Inertial navigation systems

[ahecht]

Quote:

Originally Posted by Greg Needel

yaw rate sensors are also called gyros they can measure the degree of lean in a direction. think of them as a virtual cup of coffie the coffie stays level to the ground but the cup changes.

Not quite. The yaw rate sensor doesn't measure degree of lean, it measures how fast you are leaning. Imagine if someone put a spedometer on the surface of the coffee that measured the speed between that surface and the mug.

The name Yaw Rate sensor come from the naming conventions for the 6 degrees of motion, heave (sliding up and down), surge (sliding forward and backward), sway (sliding side to side), roll (rotating side to side), pitch (rotating forward and backward) and yaw (rotating side to side). Since yaw referrs to side to side turning, so a Yaw Rate sensor measures the rate of side to side turning.

[Joe Johnson]

Quote:

Originally Posted by shsdragon

wut are yaw switches

A Yaw Rate Sensor is an angular rate sensor -- it returns a voltage propotional to the rate of rotation of the sensor.

They are pricey ($100 for one from Analog Devices -- ADXRS150 -- mounted on an evaluation PCB -- the chip has a ball grid array interface which is not that easy to use for most teams), but they can be very useful.

Joe J.

[ahecht]

I'd definately agree that the accelerometers were the weak link in the INS system. We didn't get much more than 10 or 15 seconds of good postition data from them, and it took under an hour for the INS to report a velocity greater than the speed of light while sitting on a table. The gyros (which were not kit gyros, as the 75 degree/sec limit of those wasn't enough for us), however, were much more accurate, and should make a return on this year's robot.
·····
> **WORK TO COMPLETE**:
[1] Output the passage of the inertial navigation thread from "wut are yaw" to "be very useful." with no changes.
[2] Pick up the inertial navigation thread after its final sentence and continue it.

Gathered data entries
·····
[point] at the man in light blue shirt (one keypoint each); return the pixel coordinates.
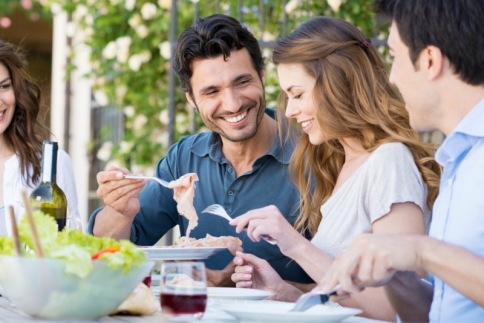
(438, 67)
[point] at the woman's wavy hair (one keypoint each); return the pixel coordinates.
(25, 133)
(354, 100)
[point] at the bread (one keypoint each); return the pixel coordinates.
(140, 302)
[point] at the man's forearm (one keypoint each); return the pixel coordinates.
(110, 223)
(456, 266)
(302, 287)
(409, 296)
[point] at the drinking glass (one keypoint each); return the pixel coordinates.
(184, 289)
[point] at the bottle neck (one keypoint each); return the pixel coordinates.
(49, 162)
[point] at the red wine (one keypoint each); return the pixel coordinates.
(147, 281)
(61, 223)
(183, 304)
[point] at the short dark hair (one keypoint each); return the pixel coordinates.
(211, 37)
(454, 26)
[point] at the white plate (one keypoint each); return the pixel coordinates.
(171, 253)
(237, 293)
(270, 311)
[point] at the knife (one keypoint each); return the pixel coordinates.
(311, 299)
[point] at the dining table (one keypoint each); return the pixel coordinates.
(9, 313)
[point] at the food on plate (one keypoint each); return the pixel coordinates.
(140, 302)
(183, 193)
(79, 250)
(208, 241)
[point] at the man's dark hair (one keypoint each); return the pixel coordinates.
(211, 37)
(454, 26)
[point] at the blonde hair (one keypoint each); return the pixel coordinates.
(354, 99)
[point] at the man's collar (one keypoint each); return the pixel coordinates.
(472, 123)
(463, 137)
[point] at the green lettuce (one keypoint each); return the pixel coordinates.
(74, 247)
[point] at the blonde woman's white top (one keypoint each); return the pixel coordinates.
(13, 184)
(388, 176)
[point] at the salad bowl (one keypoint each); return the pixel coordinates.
(41, 287)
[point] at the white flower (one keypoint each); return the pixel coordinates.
(123, 44)
(164, 4)
(135, 62)
(165, 50)
(101, 98)
(164, 117)
(125, 147)
(121, 91)
(104, 153)
(134, 21)
(129, 111)
(145, 56)
(139, 122)
(55, 8)
(267, 36)
(122, 56)
(291, 6)
(335, 4)
(109, 52)
(142, 31)
(129, 4)
(100, 81)
(148, 10)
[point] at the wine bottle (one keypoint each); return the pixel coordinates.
(47, 197)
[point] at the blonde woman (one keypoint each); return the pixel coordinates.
(358, 165)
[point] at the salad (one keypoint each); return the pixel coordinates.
(79, 250)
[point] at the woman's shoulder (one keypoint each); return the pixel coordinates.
(391, 151)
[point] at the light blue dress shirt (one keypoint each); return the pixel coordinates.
(458, 214)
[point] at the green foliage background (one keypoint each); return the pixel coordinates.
(143, 93)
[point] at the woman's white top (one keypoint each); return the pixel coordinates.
(13, 185)
(388, 176)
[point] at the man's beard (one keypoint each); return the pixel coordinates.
(248, 131)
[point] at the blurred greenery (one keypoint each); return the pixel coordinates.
(129, 40)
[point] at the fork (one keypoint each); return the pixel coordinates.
(219, 210)
(160, 181)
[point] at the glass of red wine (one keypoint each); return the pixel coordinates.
(183, 289)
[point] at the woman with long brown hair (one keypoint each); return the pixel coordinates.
(358, 165)
(21, 136)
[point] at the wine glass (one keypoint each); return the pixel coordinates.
(184, 289)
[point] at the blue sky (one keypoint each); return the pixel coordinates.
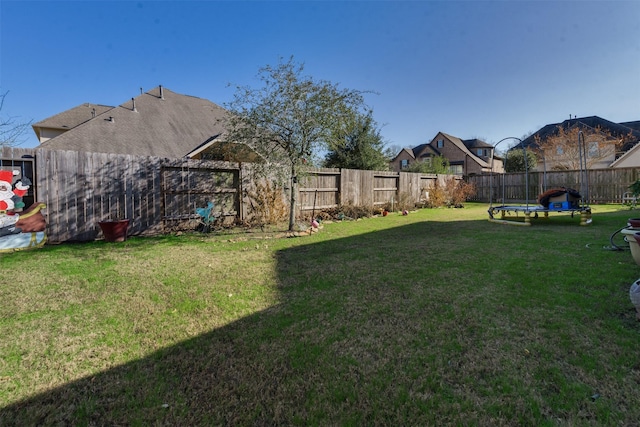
(473, 69)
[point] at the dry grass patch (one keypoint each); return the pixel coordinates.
(435, 318)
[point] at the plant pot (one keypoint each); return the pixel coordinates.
(634, 296)
(114, 231)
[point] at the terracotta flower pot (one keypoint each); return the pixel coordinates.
(633, 222)
(114, 231)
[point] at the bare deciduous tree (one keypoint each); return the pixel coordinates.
(290, 118)
(11, 130)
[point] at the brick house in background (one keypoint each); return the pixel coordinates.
(466, 157)
(627, 155)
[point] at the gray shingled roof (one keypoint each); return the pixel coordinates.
(593, 122)
(73, 117)
(169, 126)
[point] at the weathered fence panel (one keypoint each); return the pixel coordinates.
(81, 189)
(598, 185)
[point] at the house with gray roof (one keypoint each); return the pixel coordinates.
(466, 157)
(158, 123)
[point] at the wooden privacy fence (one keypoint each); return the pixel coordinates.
(158, 194)
(596, 185)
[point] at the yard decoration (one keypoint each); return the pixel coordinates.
(26, 230)
(19, 230)
(11, 198)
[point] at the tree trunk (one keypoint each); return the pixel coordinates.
(294, 197)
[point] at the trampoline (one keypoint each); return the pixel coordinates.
(558, 199)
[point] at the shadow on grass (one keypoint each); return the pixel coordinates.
(363, 334)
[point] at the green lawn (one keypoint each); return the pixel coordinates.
(435, 318)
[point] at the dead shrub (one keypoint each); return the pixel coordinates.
(452, 193)
(267, 204)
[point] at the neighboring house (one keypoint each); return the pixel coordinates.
(605, 156)
(466, 157)
(158, 123)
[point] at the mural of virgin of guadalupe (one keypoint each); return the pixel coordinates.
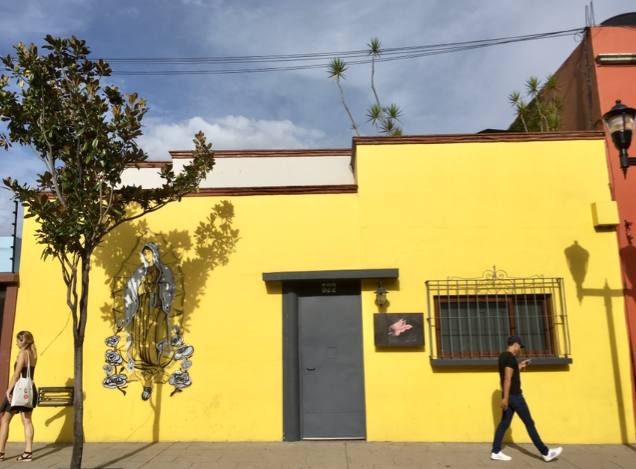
(148, 299)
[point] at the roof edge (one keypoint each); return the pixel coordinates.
(481, 138)
(187, 154)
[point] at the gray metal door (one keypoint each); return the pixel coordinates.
(331, 361)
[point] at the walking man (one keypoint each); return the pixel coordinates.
(513, 401)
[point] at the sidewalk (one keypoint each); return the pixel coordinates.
(319, 455)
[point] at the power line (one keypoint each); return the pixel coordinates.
(355, 57)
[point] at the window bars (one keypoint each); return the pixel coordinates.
(472, 318)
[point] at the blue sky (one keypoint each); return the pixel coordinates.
(460, 92)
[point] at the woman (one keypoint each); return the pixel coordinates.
(27, 356)
(149, 295)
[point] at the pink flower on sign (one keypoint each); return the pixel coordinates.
(399, 327)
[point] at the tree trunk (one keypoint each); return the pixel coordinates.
(78, 409)
(78, 339)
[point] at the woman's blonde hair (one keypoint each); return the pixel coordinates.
(27, 337)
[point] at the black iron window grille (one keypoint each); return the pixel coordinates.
(472, 318)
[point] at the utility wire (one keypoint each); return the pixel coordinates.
(358, 56)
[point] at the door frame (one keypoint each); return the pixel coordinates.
(291, 284)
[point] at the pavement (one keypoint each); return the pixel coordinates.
(318, 455)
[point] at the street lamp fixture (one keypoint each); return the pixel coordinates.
(620, 125)
(380, 295)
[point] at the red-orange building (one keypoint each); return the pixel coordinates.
(601, 70)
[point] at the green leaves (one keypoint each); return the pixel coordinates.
(336, 69)
(85, 135)
(382, 118)
(543, 112)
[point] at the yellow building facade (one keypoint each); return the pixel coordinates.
(427, 216)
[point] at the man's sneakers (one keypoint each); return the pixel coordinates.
(552, 454)
(502, 457)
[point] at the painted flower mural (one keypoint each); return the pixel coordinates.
(147, 344)
(399, 327)
(115, 381)
(180, 379)
(113, 358)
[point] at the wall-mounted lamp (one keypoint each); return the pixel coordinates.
(380, 295)
(620, 125)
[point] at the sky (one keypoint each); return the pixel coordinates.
(460, 92)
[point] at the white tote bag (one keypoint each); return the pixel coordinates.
(23, 390)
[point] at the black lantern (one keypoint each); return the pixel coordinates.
(620, 125)
(380, 295)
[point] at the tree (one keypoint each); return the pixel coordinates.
(382, 118)
(84, 134)
(543, 112)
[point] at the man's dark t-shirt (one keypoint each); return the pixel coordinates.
(508, 360)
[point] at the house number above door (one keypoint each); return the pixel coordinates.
(329, 288)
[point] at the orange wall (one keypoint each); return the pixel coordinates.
(619, 82)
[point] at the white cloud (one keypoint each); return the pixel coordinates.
(131, 12)
(227, 133)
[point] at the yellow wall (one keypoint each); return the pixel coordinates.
(432, 211)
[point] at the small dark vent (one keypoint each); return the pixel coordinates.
(626, 19)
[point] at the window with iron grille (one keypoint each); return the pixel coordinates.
(471, 319)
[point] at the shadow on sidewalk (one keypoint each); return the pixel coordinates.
(54, 448)
(125, 456)
(632, 447)
(525, 451)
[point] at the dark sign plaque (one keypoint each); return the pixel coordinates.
(399, 329)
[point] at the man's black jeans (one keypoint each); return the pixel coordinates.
(517, 403)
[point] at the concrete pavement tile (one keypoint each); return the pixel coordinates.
(269, 465)
(590, 461)
(178, 464)
(183, 452)
(396, 466)
(237, 456)
(469, 447)
(371, 458)
(251, 445)
(435, 446)
(183, 445)
(284, 457)
(214, 465)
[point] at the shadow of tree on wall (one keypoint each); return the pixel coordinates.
(578, 263)
(191, 256)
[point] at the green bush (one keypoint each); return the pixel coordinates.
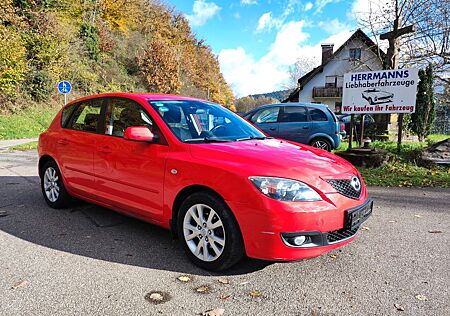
(88, 33)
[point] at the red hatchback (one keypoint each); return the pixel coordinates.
(192, 166)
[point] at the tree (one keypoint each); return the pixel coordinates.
(159, 67)
(422, 119)
(302, 66)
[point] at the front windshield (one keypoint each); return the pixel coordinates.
(196, 121)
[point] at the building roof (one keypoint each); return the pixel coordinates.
(310, 75)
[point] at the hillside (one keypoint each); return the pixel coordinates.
(101, 46)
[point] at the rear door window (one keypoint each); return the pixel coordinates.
(268, 115)
(294, 114)
(317, 115)
(86, 117)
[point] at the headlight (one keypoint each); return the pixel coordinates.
(285, 189)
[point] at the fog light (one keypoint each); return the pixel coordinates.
(299, 240)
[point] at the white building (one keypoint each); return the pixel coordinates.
(324, 83)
·····
> **ANSWERS BELOW**:
[1]
wut are yaw switches

A Yaw Rate Sensor is an angular rate sensor -- it returns a voltage propotional to the rate of rotation of the sensor.

They are pricey ($100 for one from Analog Devices -- ADXRS150 -- mounted on an evaluation PCB -- the chip has a ball grid array interface which is not that easy to use for most teams), but they can be very useful.

[2]
Commercial INS systems, which are accurate over a time period of hours, can cost tens of thousands of dollars, and for good reason.

[velocipenguin]

It seems to me that much of the noise inherent to analog accelerometers could be minimized through clever use of shielding and filtering. Team 190's inertial navigation system, while quite impressive, does not appear to be particularly well shielded; the top of that housing appears to be made of Lexan or similar material, which does not provide any electromagnetic shielding. Manufacturers of analog accelerometers usually suggest leaving most of the extraneous copper unetched and grounded on whatever PCB is used, which provides a nice big ground plane surrounding the sensor and its board traces. Performing all of the integration in software would also help somewhat, as op-amp integrators are alarmingly sensitive to noise. Using a simple approximation, such as that suggested elsewhere in this thread, reduces the sample rate enough to filter out quite a bit of the high-frequency noise without compromising the accuracy of the position data. Low-pass filters should be placed on all accelerometer outputs to reduce ripple from the accelerometer's internal clock. Finally, it would be wise to make sure the power supply is VERY well filtered. By paying careful attention to reducing or eliminating noise from external sources, it should be possible to construct an inertial navigation system that is suitably free from error to provide accurate position information throughout the entire match.

[Scooter]

I have been working on a 3 axis accelrometer for a satelltie with the University of Texas, and I can offer a few tips for those that are looking to develop one:

- I reccomend doing it as a seperate circuit and then feeding it into the UART of the robot controller as a digital stream. That way you can get accurate timing, etc.

-Make absolutely sure that you filter the analog vcc line on your microcontroller (an inductor up to power and a cap down to ground), as it needs an extremely accurate 2.5v to take a comparison reading from, and if the line is noisy, it'll throw off your readings.

-Use 2 sets of acclerometers and take the average of the both of them. Thus any error is reduced significantly.

-Search the web for analog smoothing algortihms. There are some really good ones out there.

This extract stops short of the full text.